» **Request**
Pull out each line of the items below that contains the word "gets".

» **Record excerpts**
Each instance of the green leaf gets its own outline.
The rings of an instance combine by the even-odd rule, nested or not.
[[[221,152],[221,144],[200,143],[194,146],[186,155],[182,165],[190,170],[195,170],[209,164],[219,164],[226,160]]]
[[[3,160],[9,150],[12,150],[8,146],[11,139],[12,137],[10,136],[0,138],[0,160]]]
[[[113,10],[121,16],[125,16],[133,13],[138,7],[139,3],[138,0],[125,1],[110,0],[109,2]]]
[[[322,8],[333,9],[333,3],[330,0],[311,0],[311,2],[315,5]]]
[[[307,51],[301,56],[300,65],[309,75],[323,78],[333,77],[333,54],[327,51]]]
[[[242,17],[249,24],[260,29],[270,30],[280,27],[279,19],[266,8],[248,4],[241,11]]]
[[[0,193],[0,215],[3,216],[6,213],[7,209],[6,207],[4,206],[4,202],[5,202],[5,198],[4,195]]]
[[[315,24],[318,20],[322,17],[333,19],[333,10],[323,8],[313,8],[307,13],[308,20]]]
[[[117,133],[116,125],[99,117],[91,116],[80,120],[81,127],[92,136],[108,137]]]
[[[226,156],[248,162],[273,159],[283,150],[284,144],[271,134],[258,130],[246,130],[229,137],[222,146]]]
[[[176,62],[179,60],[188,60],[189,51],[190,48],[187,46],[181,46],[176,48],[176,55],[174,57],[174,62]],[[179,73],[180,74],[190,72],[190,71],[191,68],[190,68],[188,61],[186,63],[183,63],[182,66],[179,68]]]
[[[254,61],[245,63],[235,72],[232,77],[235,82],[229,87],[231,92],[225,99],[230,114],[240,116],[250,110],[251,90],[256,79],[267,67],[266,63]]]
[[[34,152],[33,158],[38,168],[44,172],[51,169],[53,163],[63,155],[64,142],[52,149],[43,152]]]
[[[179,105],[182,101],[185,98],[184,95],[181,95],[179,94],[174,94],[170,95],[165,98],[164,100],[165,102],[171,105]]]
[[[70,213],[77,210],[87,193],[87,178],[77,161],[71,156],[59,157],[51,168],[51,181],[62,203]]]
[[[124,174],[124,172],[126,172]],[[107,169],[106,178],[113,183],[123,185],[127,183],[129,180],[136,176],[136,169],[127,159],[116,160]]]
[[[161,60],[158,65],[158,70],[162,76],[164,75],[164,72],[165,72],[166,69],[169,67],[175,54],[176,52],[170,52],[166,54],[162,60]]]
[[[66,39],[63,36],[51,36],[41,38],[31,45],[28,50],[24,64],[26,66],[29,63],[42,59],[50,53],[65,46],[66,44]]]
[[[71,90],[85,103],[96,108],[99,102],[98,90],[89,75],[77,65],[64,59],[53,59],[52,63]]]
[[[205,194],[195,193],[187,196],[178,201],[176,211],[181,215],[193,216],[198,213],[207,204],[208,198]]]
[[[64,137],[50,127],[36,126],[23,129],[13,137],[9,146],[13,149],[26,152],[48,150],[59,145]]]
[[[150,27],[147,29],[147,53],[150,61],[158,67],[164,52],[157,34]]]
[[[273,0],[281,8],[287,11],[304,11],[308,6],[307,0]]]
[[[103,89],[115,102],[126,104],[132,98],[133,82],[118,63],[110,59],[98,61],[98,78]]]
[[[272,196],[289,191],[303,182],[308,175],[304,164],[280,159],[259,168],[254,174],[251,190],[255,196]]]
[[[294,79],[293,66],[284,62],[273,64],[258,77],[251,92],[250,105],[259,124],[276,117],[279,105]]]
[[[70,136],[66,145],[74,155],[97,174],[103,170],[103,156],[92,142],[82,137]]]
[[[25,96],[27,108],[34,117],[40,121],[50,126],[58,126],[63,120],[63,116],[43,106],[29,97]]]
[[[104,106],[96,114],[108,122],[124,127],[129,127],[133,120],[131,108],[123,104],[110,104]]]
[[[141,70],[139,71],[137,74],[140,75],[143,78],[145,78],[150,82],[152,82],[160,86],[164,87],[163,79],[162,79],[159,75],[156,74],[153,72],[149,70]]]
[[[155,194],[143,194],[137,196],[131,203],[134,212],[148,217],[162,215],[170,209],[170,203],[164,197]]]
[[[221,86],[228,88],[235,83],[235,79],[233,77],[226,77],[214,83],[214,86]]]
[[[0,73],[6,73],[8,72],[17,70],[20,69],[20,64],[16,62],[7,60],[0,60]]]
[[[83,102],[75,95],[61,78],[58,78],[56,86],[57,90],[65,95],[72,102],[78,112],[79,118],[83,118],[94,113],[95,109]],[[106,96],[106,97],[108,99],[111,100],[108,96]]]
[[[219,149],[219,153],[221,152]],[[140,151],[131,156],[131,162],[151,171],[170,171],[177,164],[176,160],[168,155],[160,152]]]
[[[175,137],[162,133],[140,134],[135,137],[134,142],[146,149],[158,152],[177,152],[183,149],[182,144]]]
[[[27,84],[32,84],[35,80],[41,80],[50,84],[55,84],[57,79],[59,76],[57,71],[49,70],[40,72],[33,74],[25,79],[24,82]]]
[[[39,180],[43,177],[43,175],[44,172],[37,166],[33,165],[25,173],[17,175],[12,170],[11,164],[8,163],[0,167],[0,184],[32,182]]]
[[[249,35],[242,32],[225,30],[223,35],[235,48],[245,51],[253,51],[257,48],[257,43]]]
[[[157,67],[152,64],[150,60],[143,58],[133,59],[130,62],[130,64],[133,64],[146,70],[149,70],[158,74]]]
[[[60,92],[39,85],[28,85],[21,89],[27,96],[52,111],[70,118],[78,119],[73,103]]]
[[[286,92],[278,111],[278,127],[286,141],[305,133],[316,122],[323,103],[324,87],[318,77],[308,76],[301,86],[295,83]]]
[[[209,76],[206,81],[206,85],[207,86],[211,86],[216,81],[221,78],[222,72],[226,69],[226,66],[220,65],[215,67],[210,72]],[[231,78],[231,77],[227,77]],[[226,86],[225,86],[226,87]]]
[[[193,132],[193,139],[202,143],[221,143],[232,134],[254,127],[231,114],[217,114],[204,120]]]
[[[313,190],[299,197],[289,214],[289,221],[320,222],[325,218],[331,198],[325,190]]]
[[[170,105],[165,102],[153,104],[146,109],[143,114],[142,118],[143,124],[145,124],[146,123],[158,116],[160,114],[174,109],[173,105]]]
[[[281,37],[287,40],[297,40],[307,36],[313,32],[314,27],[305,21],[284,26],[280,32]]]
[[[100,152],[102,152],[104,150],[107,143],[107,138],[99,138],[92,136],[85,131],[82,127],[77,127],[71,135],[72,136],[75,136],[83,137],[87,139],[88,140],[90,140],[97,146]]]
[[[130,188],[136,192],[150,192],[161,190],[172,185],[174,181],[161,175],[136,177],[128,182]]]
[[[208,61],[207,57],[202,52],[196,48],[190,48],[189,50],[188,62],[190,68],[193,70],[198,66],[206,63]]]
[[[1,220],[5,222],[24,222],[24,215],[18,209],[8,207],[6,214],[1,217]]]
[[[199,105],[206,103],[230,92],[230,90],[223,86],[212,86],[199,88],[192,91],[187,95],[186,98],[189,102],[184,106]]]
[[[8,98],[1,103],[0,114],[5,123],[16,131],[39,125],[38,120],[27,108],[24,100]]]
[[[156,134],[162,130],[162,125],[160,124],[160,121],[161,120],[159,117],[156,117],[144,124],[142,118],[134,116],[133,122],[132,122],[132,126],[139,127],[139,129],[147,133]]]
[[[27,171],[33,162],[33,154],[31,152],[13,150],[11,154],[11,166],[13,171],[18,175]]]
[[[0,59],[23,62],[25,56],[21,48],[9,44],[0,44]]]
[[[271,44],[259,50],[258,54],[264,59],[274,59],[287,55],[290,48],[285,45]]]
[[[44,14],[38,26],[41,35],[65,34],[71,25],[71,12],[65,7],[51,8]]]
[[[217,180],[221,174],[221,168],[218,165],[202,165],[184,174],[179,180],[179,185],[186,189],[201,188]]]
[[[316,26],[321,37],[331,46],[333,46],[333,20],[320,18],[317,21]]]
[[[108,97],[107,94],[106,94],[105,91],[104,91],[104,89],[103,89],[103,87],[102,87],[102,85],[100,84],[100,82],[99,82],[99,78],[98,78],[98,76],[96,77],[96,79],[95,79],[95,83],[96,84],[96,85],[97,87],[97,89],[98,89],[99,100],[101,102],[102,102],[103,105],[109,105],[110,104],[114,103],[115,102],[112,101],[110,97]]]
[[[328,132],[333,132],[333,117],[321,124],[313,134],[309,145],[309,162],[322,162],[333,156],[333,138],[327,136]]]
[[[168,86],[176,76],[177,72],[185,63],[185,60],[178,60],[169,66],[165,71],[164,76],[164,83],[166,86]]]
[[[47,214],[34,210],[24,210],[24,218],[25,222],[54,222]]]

...

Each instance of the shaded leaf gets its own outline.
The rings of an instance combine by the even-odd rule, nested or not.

» **Output**
Each instance of the green leaf gets its own outline.
Each instance of the shaded leaf gets its own outline.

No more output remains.